PROMPT A: Please decide whether each statement agrees with the ammonia question in the text and records below: (i) the dissolution of ammonia gas in water obeys Henry's law; (ii) ${NH}_{4}OH$ dissociates into ammonium and hydroxide ions; (iii) the correct option is A. Answer yes or no for each, and quote the deciding words of the ammonia question.

GIVEN TEXT:

___

Question

The dissolution of ammonia gas in water does not obey Henry's law. On dissolving, a major portion o fammonia, molecules unite with $H_{2}O$ to form ${NH}_{4}OH$ molecules. ${NH}_{4}OH$ again dissociates into ${NH}_4^{+}$ and ${OH}^{-}$ ions. In solution therefore, we have ${NH}_3$ molecules, ${NH}_{4}OH$ molecules and ${NH}_4^{+}$ ions and the following equilibrium exist:
${NH}_3\left(g\right)$ (pressure $P$ and concentration $c$) Initially $\rightleftharpoons {NH}_3\left(l\right)+H_{2}O\rightleftharpoons {NH}_{4}OH\rightleftharpoons {NH}_4^{+}+{OH}^{-}$
Let $c_1$ $mol/L$ of ${NH}_3$ pass in liquid state which on dissolution in water froms $c_2$ $mol/L$ of ${NH}_{4}OH$. The solution contains $c_3$ $mol/L$ of ${NH}_4^{+}$ ions. The dissociation constant of ${NH}_{4}OH$ can be given as:

• A. $K_b=\frac{{\left(c_3\right)}^2}{(c_2-c_3)}$
• B. $K_b=\frac{{\left(c_3\right)}^2}{c_2}$
• C. $K_b=\frac{c_3}{(c_2-c_3)}$
• D. $K_b=\frac{c_3}{(c_1-c_2)}$

Answer 1

The correct option is A $K_b=\frac{{\left(c_3\right)}^2}{(c_2-c_3)}$

As given,

$\underset{c_2(c_2-c_3)}{{NH}_{4}OH}\rightleftharpoons \underset{0c_3}{{NH}_4^{+}}+\underset{0c_3}{{OH}^{-}}$

$K_b=\left[N{H}_4^{+}\right]\left[O{H}^{-}\right]/\left[N{H}_{4}OH\right]$

$K_b=\frac{{c_3}^2}{(c_2-c_3)}$

___

GIVEN RECORDS:
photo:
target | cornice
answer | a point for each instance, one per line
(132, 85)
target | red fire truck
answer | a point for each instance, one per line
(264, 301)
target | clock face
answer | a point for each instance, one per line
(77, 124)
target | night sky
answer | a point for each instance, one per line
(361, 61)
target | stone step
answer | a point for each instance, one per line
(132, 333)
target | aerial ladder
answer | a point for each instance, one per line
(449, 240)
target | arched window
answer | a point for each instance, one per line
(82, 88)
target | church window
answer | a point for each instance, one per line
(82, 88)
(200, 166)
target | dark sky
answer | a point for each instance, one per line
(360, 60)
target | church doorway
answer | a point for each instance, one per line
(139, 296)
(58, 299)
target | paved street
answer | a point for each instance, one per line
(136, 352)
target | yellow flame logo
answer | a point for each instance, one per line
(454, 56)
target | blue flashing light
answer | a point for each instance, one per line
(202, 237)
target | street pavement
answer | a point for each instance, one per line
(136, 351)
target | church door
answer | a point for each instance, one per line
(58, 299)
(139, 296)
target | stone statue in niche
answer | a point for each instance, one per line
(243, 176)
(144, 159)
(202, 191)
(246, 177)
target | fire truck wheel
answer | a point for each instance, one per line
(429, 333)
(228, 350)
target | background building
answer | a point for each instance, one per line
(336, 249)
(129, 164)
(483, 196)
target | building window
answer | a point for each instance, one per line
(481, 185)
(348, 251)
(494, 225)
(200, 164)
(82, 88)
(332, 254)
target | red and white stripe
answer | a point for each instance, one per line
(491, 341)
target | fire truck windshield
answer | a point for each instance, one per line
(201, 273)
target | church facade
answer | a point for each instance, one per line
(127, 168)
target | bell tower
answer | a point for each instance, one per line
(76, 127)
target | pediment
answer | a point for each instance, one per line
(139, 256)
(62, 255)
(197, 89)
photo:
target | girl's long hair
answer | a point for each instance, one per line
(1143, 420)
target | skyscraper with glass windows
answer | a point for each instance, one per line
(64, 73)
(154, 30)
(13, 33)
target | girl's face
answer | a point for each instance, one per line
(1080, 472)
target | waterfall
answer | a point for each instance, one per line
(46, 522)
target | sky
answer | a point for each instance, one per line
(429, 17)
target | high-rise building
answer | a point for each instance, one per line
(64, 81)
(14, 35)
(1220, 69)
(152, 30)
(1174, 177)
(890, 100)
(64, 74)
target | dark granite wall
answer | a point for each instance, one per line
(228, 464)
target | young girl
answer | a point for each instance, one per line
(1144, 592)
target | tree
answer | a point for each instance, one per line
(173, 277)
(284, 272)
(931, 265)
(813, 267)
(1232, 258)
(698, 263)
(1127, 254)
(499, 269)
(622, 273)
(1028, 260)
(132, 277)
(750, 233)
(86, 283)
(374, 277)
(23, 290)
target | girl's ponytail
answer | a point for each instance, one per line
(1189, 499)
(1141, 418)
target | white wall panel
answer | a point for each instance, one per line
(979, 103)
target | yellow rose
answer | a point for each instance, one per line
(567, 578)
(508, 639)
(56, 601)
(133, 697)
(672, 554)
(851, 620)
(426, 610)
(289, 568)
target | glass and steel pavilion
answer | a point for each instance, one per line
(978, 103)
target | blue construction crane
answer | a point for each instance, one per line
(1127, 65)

___

PROMPT B: Rewrite the stretch of the records from the line containing "target | red and white stripe" through the end of the records, changing "girl's" to "child's" and leaving everything else the same.

EXPECTED ANSWER A:
(i) No: "The dissolution of ammonia gas in water does not obey Henry's law."
(ii) Yes: "${NH}_{4}OH$ again dissociates into ${NH}_4^{+}$ and ${OH}^{-}$ ions."
(iii) Yes: "The correct option is A"

EXPECTED ANSWER B:
target | red and white stripe
answer | a point for each instance, one per line
(491, 341)
target | fire truck windshield
answer | a point for each instance, one per line
(201, 273)
target | church facade
answer | a point for each instance, one per line
(127, 168)
target | bell tower
answer | a point for each instance, one per line
(76, 127)
target | pediment
answer | a point for each instance, one per line
(139, 256)
(62, 255)
(197, 89)
photo:
target | child's long hair
answer | a point for each instance, one per line
(1143, 420)
target | skyscraper with glass windows
answer | a point for each instance, one per line
(64, 73)
(154, 30)
(13, 33)
target | child's face
answer | a point for each instance, one per line
(1080, 472)
target | waterfall
answer | a point for each instance, one per line
(46, 522)
target | sky
answer | a point for each instance, one per line
(429, 17)
target | high-rise building
answer | a point for each instance, one per line
(64, 81)
(14, 35)
(1220, 69)
(152, 30)
(1174, 177)
(890, 100)
(64, 74)
target | dark granite wall
answer | a point for each instance, one per line
(228, 464)
target | young girl
answer | a point for each instance, one per line
(1144, 592)
target | tree
answer | a point for each instance, one per line
(173, 277)
(284, 272)
(931, 265)
(813, 267)
(1232, 258)
(698, 263)
(1127, 254)
(499, 269)
(622, 273)
(1028, 260)
(132, 277)
(750, 233)
(86, 283)
(374, 277)
(23, 290)
target | child's ponytail
answer | a point for each instance, one per line
(1189, 499)
(1141, 418)
target | white wall panel
answer | a point for each instance, one per line
(979, 103)
target | yellow rose
answer | a point for each instance, one per line
(567, 578)
(508, 639)
(56, 601)
(133, 697)
(672, 554)
(851, 620)
(426, 610)
(289, 568)
target | glass and steel pavilion
answer | a point for each instance, one per line
(978, 103)
target | blue construction crane
answer | a point for each instance, one per line
(1127, 65)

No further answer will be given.